読む部分:
══════════════════════════════
In [1]:
import statsmodels as sm
import pandas as pd
import numpy as np
from sklearn.ensemble import RandomForestRegressor

In [2]:
def load_data():
    df_read = sm.datasets.nile.load_pandas().data
    s_date = pd.Series(
        [pd.to_datetime(str(int(y_str))) for y_str in df_read['year']]
    )
    df = df_read.set_index(s_date)
    df = df.drop('year', axis=1)
    return df

In [3]:
def step_forward(rf_fitted, X, in_out_sep=67, pred_len=33):
    nlags = 3
    idx = in_out_sep - nlags - 1
    lags123 = np.asarray([X[idx, 0],
                          X[idx, 1],
                          X[idx, 2]])
    x_pred_hist = []
    for i in range(nlags + pred_len):
        x_pred = rf_fitted.predict([lags123])
        if i > nlags:
            x_pred_hist.append(x_pred)
        lags123[0] = lags123[1]
        lags123[1] = lags123[2]
        lags123[2] = x_pred
    x_pred_np = np.asarray(x_pred_hist).squeeze()
    return x_pred_np

In [4]:
# データロード
df_nile = load_data()
df_nile['lag1'] = df_nile['volume'].shift(1) 
df_nile['lag2'] = df_nile['volume'].shift(2)
df_nile['lag3'] = df_nile['volume'].shift(3)
# lag の欠損を除去
df_nile = df_nile.dropna()
df_nile.shape

(97, 4)
══════════════════════════════
[抽出された記録]
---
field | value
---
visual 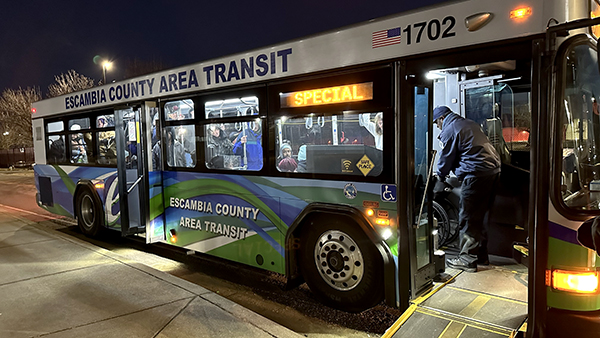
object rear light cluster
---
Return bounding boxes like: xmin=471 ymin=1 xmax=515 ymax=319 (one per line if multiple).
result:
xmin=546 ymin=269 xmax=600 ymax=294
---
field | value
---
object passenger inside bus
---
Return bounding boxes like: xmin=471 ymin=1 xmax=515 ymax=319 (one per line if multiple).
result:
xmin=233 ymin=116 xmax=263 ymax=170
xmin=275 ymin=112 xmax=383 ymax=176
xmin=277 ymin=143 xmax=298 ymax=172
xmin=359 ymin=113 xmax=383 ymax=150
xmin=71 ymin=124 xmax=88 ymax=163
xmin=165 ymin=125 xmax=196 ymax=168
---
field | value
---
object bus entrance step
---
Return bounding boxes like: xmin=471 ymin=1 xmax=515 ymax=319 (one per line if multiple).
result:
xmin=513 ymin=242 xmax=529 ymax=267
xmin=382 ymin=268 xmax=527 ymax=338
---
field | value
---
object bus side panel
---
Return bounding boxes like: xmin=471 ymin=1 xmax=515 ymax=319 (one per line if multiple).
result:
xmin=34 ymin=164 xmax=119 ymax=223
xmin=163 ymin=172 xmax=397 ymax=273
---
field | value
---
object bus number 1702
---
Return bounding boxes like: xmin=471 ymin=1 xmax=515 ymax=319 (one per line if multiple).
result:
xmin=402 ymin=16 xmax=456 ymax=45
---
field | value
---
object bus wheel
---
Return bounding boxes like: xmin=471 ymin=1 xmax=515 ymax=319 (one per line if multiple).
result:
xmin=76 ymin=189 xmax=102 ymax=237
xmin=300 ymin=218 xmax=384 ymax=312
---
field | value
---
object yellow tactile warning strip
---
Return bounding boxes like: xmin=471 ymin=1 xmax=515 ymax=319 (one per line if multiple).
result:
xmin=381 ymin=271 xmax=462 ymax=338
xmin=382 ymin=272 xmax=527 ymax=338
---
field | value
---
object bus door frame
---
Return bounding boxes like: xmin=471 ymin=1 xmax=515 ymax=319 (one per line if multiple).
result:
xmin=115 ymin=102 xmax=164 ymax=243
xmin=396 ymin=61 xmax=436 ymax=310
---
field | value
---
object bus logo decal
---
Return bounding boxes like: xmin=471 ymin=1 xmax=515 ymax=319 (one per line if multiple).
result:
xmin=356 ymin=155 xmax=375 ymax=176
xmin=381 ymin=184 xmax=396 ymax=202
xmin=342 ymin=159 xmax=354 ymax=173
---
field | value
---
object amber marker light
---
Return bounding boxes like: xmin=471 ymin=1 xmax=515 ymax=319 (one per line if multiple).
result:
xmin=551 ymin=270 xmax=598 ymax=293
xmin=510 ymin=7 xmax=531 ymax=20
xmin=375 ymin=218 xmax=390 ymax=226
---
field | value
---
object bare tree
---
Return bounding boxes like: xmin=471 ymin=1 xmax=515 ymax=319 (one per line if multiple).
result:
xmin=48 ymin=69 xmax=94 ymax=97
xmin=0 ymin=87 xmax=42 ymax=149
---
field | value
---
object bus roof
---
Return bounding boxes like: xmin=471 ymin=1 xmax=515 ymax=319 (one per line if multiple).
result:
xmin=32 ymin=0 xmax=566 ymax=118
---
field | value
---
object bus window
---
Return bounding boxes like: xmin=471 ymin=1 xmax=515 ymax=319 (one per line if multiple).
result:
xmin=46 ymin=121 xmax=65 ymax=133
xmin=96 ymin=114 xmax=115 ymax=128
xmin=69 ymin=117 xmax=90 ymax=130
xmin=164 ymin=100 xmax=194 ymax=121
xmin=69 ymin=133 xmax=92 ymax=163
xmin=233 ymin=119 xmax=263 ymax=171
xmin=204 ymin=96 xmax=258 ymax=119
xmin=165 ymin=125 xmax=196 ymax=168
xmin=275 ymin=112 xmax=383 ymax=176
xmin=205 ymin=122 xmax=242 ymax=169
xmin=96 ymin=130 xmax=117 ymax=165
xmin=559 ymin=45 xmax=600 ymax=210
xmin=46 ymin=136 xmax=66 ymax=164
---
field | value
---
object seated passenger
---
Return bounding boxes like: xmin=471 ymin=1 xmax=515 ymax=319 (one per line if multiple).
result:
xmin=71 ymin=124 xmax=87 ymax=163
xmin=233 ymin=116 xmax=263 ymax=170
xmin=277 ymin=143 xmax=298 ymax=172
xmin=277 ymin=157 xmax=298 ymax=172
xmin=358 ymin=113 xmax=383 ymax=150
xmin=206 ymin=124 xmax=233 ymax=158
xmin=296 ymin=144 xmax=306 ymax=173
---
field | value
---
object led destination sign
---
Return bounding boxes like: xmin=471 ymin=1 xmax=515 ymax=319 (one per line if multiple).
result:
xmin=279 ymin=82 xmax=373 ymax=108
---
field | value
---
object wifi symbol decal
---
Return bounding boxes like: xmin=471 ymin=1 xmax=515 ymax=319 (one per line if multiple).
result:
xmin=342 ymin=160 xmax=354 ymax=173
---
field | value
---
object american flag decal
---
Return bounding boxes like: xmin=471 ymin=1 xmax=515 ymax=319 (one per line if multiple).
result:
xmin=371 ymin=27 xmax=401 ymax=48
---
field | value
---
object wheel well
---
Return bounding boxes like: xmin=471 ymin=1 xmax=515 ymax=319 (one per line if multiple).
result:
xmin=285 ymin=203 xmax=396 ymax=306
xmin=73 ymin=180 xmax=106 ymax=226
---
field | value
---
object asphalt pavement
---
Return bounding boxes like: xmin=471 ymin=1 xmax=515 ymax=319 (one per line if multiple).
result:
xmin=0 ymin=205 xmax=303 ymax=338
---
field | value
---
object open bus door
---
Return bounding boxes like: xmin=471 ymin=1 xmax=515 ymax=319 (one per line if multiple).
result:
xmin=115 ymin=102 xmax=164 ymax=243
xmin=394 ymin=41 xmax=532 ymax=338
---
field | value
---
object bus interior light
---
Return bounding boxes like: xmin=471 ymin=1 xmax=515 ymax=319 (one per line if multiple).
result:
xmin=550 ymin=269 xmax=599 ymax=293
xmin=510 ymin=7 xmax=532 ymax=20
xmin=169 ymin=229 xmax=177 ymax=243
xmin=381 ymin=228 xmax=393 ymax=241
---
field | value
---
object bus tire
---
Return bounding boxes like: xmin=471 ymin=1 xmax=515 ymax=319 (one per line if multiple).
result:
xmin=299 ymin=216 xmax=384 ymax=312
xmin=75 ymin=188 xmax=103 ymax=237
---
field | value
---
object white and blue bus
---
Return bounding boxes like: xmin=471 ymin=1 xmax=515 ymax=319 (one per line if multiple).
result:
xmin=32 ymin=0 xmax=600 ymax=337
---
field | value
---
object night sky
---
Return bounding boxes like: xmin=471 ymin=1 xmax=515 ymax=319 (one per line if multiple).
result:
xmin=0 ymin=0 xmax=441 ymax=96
══════════════════════════════
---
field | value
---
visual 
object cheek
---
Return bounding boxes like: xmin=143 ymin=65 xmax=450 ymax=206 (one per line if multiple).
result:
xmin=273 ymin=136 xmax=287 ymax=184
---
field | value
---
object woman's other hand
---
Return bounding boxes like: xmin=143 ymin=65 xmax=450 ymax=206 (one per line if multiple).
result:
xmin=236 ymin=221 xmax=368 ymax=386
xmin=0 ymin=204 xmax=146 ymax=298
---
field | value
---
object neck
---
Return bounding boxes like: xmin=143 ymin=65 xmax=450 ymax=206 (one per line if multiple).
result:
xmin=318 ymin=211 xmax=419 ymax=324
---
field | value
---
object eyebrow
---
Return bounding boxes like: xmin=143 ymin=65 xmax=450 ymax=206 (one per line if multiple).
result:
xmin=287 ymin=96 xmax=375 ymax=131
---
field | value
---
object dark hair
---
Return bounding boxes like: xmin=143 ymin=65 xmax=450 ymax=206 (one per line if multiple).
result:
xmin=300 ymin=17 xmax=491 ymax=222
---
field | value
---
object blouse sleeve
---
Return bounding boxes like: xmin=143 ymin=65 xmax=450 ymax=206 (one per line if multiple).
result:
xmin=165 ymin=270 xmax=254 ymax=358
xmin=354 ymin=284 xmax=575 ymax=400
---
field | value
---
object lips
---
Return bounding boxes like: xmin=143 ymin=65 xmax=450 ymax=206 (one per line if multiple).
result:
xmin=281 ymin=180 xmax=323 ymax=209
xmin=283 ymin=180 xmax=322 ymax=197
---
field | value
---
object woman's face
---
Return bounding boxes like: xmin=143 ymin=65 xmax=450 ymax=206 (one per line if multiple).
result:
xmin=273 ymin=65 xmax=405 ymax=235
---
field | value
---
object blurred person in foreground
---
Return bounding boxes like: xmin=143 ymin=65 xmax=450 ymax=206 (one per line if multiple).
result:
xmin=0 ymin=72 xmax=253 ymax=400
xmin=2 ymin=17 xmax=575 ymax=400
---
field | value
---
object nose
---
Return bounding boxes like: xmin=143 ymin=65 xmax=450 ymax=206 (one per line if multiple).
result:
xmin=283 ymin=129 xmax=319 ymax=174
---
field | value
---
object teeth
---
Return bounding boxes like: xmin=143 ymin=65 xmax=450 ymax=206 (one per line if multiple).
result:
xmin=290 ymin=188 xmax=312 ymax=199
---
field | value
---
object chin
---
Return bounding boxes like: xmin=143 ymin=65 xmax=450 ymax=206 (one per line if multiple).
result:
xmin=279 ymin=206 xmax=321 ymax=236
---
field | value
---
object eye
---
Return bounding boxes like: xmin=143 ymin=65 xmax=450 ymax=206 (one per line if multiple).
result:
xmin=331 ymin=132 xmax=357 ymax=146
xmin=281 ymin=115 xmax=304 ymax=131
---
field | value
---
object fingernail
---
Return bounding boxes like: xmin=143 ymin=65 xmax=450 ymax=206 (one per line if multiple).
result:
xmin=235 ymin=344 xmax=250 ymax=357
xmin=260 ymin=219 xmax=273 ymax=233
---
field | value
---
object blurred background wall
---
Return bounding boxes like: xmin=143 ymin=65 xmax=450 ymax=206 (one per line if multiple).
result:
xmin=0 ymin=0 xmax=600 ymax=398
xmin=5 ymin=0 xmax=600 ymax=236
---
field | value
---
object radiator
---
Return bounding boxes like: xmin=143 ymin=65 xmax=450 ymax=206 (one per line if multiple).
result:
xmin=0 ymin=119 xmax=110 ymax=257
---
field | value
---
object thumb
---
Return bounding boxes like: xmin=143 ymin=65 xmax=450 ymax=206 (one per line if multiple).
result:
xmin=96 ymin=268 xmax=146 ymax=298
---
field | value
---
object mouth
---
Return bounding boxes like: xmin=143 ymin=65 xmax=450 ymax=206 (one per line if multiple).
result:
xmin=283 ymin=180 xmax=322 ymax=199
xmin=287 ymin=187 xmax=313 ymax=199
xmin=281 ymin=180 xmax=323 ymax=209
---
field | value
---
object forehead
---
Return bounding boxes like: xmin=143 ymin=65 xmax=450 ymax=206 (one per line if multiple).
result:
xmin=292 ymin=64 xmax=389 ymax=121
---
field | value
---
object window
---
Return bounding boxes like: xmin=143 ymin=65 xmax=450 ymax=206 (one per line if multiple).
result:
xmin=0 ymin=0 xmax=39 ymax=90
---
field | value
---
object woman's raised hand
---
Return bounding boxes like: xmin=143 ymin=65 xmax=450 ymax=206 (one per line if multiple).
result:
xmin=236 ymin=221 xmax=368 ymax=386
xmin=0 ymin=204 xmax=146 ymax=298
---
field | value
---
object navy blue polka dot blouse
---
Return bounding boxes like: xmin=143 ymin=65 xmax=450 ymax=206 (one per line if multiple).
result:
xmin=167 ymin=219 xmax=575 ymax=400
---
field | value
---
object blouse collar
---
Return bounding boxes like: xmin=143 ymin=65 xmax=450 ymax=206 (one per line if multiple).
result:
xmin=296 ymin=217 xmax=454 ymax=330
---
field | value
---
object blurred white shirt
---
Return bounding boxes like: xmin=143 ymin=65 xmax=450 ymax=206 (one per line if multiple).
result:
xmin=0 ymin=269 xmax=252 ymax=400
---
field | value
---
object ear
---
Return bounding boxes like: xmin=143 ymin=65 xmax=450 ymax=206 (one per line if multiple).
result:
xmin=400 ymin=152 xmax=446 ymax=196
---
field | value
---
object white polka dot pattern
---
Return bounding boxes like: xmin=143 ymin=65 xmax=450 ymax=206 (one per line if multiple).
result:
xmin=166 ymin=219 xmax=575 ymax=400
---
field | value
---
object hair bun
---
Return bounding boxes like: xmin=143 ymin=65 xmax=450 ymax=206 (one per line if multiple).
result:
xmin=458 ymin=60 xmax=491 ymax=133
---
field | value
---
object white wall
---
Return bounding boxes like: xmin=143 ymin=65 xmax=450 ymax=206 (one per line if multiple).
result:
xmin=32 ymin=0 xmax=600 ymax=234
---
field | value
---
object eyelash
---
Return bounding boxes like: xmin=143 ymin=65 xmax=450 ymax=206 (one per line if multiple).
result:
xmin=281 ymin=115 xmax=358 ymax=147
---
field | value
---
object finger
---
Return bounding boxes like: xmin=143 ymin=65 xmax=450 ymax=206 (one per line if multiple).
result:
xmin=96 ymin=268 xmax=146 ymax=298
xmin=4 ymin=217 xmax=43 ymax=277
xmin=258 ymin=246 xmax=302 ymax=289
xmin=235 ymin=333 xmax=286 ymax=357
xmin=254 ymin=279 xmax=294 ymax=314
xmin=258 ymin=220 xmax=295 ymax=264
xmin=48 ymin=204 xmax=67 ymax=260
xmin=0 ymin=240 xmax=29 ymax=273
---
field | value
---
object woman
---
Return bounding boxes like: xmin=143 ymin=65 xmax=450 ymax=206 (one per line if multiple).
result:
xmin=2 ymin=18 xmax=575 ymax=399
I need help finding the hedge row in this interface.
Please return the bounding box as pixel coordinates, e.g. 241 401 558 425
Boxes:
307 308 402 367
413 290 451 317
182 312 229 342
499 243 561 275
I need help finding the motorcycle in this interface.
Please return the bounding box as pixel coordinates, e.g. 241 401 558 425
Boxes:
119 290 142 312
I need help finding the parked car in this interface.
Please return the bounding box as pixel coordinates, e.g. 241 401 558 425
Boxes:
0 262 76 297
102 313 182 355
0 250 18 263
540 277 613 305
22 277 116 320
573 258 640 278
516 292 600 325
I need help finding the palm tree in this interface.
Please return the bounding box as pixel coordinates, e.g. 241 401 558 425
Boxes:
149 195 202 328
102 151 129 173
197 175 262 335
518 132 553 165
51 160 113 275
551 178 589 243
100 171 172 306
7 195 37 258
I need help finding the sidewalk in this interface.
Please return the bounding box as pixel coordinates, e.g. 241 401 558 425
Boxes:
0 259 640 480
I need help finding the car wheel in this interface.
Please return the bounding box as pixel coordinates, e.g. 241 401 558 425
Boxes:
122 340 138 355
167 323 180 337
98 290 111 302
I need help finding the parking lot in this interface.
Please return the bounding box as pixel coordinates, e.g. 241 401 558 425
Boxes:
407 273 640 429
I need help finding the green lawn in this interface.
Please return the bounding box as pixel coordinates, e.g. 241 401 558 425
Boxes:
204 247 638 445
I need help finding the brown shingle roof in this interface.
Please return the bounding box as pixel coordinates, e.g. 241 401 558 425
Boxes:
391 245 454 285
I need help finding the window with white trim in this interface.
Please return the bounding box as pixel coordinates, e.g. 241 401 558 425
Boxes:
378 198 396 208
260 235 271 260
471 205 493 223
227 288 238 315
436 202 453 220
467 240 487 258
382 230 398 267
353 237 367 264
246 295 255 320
══════════════════════════════
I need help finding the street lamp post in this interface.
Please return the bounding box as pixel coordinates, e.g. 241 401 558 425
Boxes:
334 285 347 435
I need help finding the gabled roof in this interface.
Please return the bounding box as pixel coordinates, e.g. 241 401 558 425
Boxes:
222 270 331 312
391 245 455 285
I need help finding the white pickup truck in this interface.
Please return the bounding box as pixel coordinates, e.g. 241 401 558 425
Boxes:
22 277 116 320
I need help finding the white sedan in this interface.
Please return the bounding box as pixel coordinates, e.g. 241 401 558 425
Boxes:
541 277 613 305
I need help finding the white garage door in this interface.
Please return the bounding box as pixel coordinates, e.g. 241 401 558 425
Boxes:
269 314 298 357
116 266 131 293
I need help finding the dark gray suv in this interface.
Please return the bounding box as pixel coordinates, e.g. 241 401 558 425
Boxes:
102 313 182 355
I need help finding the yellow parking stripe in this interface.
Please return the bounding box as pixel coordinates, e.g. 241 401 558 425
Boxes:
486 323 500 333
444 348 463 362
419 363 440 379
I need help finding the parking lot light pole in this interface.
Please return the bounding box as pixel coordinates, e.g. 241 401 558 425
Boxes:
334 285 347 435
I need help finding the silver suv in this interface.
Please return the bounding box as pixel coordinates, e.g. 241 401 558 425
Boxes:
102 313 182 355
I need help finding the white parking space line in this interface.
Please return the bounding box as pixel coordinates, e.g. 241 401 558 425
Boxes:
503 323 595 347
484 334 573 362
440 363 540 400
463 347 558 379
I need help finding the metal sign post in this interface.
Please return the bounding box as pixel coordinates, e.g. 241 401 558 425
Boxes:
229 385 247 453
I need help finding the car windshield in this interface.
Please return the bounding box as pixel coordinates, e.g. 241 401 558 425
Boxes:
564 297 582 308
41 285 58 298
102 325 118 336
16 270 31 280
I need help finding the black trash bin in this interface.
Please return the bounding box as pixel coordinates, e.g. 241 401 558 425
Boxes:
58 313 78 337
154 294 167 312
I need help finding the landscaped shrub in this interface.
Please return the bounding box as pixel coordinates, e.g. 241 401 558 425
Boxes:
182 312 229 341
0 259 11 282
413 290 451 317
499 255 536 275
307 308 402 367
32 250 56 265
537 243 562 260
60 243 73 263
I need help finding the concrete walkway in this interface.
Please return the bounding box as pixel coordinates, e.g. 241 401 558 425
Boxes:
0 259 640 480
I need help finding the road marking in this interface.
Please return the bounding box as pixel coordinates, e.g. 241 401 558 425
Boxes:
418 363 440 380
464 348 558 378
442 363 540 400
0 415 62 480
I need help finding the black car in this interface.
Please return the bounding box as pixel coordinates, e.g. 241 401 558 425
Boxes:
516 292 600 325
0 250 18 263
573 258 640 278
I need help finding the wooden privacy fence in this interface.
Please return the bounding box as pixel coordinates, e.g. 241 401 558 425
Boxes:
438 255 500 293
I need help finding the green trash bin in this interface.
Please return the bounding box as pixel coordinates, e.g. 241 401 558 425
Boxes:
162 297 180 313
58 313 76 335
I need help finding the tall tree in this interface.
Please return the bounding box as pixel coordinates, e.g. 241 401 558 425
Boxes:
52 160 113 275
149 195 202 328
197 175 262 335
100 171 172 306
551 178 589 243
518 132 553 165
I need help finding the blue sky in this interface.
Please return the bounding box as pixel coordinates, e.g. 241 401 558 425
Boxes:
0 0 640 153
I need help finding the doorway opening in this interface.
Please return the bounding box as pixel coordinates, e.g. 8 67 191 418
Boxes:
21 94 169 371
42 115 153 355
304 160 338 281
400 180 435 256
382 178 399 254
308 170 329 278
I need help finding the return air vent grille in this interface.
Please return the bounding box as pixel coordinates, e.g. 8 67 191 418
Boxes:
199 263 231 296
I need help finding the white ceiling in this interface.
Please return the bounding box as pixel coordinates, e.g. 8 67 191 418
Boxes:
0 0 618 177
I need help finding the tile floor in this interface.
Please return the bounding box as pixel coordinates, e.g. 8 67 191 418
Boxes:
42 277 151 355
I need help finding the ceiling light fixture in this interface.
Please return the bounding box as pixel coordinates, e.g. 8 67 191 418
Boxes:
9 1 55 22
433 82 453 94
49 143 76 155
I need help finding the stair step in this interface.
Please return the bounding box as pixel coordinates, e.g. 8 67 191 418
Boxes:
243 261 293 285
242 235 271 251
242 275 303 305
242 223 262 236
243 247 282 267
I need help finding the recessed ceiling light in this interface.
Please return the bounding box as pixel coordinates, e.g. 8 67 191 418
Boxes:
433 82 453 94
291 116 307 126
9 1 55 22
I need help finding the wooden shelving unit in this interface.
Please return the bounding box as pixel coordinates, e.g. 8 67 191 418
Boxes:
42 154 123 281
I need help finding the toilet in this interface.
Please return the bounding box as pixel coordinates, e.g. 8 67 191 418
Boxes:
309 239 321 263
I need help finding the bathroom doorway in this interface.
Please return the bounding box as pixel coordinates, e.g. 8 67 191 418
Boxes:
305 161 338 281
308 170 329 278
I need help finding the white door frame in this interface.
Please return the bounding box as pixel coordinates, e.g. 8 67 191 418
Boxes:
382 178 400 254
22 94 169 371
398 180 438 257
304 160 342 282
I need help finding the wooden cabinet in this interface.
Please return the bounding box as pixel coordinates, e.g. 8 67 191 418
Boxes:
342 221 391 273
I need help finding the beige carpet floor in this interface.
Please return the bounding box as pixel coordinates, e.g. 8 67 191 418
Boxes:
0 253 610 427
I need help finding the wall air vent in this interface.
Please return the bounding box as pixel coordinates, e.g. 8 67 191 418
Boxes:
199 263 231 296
══════════════════════════════
やること:
(1) ナイル川データのコードを、「x_pred_hist = []」から「x_pred_np = np.asarray(x_pred_hist).squeeze()」まで、終わりの部分も含めてそのまま書き写してください。
(2) ナイル川データのコードを、最後に出ている行のあとから続けて書いてください。
一覧は、ナイル川データのコードとは関係ありません。

結果:
(1)
x_pred_hist = []
    for i in range(nlags + pred_len):
        x_pred = rf_fitted.predict([lags123])
        if i > nlags:
            x_pred_hist.append(x_pred)
        lags123[0] = lags123[1]
        lags123[1] = lags123[2]
        lags123[2] = x_pred
    x_pred_np = np.asarray(x_pred_hist).squeeze()

(2)
In [5]:
# データセット分割
X_train = df_nile[['lag1', 'lag2', 'lag3']][:67].values
X_test = df_nile[['lag1', 'lag2', 'lag3']][67:].values
y_train = df_nile['volume'][:67].values
y_test = df_nile['volume'][67:].values

In [6]:
# 学習
r_forest = RandomForestRegressor(
    n_estimators=100,
    criterion='mse',
    random_state=1,
    n_jobs=-1
)
r_forest.fit(X_train, y_train)

RandomForestRegressor(bootstrap=True, criterion='mse', max_depth=None,
           max_features='auto', max_leaf_nodes=None,
           min_impurity_decrease=0.0, min_impurity_split=None,
           min_samples_leaf=1, min_samples_split=2,
           min_weight_fraction_leaf=0.0, n_estimators=100, n_jobs=-1,
           oob_score=False, random_state=1, verbose=0, warm_start=False)

In [7]:
# 予測
x_pred_np = step_forward(r_forest, np.vstack([X_train, X_test]),pred_len=31)

In [8]:
# 精度
acc = np.sqrt(np.sum((x_pred_np - y_test)**2))
print(acc)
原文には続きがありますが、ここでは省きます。